→ Page extract
Ojibwe in general permits relatively few consonant clusters, and most are only found word-medially. The permissible ones are -sk-, -shp-, -sht-, -shk- (which can also appear word-finally), -mb-, -nd- (which can also appear word-finally),-ng- (also word-finally), -nj- (also word-finally), -nz-, -nzh- (also word-finally) and -ns- (also word-finally). Furthermore, any consonant (except w, h, or y) and some clusters can be followed by w (although not word-finally).[18] Many dialects, however, permit far more clusters as a result of vowel syncope.

→ Required task
According to the Ojibwe passage, what lets many dialects allow far more consonant clusters? The listing that comes after the Ojibwe passage is separate material.

→ Data provided

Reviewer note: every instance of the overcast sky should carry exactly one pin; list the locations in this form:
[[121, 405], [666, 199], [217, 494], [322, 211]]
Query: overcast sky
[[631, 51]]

→ Output for this exercise
Vowel syncope.